[Start of Attachment]
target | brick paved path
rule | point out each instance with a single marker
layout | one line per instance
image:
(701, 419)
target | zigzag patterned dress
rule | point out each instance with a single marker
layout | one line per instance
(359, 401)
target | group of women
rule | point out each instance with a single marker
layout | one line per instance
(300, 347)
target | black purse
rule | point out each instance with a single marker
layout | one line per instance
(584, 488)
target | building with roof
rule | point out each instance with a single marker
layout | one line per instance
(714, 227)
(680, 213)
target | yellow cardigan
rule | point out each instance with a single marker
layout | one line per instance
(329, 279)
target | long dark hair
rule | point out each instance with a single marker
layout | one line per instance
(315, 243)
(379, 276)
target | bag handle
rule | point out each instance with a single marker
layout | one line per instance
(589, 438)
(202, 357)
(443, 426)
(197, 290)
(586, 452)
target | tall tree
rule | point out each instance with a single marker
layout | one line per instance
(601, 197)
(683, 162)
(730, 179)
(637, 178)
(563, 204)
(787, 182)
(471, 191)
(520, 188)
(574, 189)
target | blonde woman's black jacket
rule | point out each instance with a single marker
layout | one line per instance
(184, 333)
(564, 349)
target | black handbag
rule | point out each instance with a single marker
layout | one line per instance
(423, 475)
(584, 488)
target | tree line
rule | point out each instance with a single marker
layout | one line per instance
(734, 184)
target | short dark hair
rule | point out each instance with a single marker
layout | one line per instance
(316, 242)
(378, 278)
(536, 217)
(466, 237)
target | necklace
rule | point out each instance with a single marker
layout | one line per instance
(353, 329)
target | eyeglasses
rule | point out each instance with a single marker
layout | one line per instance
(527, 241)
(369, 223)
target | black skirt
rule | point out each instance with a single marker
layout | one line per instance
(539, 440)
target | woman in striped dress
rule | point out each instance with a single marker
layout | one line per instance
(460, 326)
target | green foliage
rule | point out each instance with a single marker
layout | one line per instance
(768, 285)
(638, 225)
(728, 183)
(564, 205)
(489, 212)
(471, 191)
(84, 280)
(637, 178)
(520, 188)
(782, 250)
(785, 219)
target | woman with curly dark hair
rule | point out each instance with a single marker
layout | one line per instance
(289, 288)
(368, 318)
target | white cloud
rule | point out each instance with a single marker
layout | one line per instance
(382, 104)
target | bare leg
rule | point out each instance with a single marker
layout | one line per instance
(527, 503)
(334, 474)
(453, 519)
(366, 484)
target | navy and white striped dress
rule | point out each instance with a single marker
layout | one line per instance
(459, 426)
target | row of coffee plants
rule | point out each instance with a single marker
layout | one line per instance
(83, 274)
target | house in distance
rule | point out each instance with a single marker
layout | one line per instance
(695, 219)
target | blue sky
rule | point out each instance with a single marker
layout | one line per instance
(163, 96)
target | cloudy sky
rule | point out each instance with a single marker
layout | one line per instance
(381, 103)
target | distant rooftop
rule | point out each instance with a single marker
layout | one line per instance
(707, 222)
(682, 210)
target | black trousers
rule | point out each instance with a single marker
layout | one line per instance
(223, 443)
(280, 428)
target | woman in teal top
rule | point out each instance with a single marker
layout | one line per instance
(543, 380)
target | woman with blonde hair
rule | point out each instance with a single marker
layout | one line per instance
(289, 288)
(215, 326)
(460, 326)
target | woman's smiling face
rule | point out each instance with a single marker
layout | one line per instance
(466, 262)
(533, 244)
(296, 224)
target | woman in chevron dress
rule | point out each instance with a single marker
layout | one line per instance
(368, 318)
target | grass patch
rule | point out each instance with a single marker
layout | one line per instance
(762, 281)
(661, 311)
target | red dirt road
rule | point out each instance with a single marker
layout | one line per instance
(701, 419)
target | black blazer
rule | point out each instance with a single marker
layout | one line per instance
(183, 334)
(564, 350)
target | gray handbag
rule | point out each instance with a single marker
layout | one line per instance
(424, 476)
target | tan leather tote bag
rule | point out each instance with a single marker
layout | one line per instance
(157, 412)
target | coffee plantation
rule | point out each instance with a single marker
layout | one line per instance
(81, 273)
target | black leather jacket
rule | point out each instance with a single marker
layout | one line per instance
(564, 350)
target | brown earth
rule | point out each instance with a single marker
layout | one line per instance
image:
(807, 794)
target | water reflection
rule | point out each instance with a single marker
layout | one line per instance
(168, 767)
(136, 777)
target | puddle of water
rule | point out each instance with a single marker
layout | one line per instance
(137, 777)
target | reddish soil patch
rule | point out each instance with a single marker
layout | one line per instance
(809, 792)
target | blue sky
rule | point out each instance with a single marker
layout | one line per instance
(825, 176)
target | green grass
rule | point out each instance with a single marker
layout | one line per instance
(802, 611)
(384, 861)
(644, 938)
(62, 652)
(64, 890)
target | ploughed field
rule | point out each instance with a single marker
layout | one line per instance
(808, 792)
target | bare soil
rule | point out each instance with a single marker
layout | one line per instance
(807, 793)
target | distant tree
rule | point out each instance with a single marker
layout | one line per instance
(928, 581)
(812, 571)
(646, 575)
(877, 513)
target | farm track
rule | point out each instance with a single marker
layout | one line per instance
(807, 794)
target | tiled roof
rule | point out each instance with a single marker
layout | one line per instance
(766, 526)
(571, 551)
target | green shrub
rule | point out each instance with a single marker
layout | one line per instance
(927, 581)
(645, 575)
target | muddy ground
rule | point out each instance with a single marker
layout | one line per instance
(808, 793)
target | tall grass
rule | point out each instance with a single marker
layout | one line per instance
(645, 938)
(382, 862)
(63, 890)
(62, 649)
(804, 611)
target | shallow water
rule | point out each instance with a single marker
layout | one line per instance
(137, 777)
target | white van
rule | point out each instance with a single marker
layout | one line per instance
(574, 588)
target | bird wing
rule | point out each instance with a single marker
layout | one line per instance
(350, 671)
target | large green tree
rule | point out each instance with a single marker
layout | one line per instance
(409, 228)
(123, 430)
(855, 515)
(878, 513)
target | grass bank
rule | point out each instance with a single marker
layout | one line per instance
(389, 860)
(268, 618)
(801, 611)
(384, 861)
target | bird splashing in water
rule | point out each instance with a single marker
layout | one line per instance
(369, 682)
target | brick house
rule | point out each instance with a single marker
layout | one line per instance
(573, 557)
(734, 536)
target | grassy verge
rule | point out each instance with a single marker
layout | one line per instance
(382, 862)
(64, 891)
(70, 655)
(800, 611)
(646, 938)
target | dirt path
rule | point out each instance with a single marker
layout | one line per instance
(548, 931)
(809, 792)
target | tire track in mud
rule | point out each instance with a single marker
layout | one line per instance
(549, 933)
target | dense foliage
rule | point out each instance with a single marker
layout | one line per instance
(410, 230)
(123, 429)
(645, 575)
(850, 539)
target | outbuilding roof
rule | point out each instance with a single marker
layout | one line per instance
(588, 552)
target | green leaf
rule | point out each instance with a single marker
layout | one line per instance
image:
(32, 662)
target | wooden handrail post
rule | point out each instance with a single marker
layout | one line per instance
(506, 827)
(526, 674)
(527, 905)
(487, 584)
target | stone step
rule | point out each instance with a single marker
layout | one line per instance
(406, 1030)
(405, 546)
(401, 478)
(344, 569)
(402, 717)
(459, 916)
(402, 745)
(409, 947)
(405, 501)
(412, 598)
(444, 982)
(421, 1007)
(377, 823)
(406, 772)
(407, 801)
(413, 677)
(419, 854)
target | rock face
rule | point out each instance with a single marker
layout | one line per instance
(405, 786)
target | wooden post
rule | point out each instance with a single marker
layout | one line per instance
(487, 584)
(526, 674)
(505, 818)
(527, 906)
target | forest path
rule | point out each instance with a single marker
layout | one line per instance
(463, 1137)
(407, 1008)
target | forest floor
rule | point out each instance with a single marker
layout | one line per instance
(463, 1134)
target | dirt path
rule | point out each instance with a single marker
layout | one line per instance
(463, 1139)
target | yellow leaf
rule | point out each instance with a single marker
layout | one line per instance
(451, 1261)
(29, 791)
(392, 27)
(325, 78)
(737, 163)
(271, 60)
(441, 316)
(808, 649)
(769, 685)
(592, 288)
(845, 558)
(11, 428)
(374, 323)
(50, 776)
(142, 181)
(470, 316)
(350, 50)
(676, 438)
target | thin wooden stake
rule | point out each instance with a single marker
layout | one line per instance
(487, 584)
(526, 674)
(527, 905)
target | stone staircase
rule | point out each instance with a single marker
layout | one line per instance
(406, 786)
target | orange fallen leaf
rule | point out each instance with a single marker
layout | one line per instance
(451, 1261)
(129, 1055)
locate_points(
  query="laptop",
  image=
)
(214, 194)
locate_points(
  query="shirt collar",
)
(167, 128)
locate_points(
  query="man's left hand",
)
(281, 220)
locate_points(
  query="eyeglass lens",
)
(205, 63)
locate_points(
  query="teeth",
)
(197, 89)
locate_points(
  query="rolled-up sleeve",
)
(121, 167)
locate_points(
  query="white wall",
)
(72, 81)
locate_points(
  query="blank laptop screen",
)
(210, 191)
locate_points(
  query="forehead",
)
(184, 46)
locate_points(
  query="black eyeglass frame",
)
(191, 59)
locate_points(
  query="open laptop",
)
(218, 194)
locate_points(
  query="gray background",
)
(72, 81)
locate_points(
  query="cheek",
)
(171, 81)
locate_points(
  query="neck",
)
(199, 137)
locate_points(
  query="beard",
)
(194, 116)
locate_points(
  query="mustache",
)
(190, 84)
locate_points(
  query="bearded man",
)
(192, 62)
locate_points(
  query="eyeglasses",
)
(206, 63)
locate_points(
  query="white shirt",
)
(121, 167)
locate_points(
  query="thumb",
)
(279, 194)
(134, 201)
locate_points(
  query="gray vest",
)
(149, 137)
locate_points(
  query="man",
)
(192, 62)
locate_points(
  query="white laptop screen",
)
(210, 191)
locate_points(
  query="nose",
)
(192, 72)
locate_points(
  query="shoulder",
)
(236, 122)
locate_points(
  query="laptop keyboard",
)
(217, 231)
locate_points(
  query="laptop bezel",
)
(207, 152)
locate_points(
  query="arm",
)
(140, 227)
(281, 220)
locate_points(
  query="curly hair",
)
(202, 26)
[End of Attachment]
**Your objective**
Look over the listing. Pull out every line with the string "screen" in it.

**Result of this exercise**
  query="blank laptop screen",
  query="white laptop screen",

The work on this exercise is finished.